• _TASK GOAL_
In the mailing-list message below about upgrading a publisher node with pg_upgrade, according to Masahiko Sawada, which file holds the latest checkpoint?

:: TEXT SEGMENT ::

Re: [PoC] pg_upgrade: allow to upgrade publisher node

Поиск
Список
Период
Сортировка
От Amit Kapila
Тема Re: [PoC] pg_upgrade: allow to upgrade publisher node
Дата
Msg-id CAA4eK1+cAfBzfTr8cACeZL68CA8BizkKxs06gaw5Fx=MhNXWtw@mail.gmail.com
обсуждение исходный текст
Ответ на Re: [PoC] pg_upgrade: allow to upgrade publisher node  (Masahiko Sawada <sawada.mshk@gmail.com>)
Ответы Re: [PoC] pg_upgrade: allow to upgrade publisher node  (Masahiko Sawada <sawada.mshk@gmail.com>)
Список pgsql-hackers
On Thu, Aug 10, 2023 at 6:46 AM Masahiko Sawada <sawada.mshk@gmail.com> wrote:
>
> On Wed, Aug 9, 2023 at 1:15 PM Amit Kapila <amit.kapila16@gmail.com> wrote:
> >
> > On Wed, Aug 9, 2023 at 8:01 AM Masahiko Sawada <sawada.mshk@gmail.com> wrote:
> >
> > I feel it would be a good idea to provide such a tool for users to
> > avoid getting errors during upgrade but I think the upgrade code still
> > needs to ensure that there are no WAL records between
> > confirm_flush_lsn and SHUTDOWN_CHECKPOINT than required. Or, do you
> > want to say that we don't do any verification check during the upgrade
> > and let the data loss happens if the user didn't ensure that by
> > running such a tool?
>
> I meant that if we can check the slot state file while the old cluster
> stops, we can ensure there are no WAL records between slot's
> confirmed_fluhs_lsn (in the state file) and the latest checkpoint (in
> the control file).

:::
:: EXTRACTED DATA ::

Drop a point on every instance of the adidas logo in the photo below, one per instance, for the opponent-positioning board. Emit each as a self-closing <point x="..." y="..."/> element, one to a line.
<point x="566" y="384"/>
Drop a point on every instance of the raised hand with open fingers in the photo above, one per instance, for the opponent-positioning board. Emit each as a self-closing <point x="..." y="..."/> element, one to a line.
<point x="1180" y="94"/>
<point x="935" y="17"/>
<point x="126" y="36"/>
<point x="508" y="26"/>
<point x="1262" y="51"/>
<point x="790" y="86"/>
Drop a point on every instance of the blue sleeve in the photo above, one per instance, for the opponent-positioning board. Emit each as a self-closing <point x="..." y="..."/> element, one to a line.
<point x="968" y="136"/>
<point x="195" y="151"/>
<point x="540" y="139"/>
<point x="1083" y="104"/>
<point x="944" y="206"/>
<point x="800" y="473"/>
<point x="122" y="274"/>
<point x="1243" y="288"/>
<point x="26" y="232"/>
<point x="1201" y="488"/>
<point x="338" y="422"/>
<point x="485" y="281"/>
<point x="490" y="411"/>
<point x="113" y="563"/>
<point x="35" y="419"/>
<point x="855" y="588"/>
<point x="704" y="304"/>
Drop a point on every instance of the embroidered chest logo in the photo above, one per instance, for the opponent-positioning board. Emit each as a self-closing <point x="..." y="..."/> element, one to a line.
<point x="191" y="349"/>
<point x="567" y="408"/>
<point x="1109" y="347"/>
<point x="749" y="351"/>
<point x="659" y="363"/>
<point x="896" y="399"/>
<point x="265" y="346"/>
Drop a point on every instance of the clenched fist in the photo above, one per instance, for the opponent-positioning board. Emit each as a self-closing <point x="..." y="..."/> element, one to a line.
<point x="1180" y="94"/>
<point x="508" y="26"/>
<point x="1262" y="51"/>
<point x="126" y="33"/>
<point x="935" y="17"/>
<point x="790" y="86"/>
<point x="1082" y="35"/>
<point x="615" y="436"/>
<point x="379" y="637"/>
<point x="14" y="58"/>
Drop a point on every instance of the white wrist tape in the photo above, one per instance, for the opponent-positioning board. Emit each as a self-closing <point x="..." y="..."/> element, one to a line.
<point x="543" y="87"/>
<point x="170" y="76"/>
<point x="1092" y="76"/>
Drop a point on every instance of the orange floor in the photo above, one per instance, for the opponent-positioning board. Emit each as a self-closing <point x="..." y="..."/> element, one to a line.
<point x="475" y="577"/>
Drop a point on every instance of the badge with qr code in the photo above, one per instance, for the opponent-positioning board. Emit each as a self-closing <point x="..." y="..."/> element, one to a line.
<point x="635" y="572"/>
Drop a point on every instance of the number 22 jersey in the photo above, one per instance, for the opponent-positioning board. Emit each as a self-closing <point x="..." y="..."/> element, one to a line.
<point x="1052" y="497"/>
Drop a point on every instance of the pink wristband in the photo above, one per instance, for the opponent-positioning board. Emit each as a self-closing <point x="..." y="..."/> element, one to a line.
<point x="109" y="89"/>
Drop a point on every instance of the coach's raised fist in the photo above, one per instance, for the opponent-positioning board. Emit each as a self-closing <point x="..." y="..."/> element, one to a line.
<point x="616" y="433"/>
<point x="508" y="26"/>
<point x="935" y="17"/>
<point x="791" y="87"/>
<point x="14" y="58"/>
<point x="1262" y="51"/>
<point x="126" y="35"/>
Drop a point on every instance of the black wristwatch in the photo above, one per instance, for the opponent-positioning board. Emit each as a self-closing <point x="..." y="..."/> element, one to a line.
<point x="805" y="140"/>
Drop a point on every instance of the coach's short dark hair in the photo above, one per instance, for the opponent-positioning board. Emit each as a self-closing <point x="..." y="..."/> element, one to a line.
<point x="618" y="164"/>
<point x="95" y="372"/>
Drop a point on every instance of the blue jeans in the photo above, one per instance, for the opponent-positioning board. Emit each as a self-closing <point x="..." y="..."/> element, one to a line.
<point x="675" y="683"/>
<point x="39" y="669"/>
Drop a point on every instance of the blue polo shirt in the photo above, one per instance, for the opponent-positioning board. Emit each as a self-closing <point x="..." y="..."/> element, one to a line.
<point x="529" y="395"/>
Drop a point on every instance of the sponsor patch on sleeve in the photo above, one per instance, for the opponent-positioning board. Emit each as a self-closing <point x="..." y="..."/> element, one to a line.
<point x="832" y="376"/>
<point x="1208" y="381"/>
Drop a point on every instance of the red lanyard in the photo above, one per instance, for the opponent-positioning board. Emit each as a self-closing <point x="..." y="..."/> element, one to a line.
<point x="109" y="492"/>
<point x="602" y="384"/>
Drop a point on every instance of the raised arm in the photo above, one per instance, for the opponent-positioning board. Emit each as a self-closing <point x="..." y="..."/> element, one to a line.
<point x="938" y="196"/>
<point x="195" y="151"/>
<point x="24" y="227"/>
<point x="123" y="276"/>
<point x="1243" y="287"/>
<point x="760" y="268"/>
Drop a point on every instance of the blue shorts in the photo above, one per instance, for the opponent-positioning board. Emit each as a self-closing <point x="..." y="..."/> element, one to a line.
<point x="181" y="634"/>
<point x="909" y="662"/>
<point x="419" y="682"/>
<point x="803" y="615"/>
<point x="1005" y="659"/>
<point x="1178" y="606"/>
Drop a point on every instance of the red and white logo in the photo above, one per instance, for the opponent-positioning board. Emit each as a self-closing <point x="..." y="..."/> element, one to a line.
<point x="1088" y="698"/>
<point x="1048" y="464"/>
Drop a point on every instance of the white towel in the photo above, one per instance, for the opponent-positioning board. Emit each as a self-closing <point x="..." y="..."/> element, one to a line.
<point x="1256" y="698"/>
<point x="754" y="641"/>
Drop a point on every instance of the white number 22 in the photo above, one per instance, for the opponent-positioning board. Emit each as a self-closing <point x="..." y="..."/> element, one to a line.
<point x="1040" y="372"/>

:::

• _THE ANSWER_
The control file.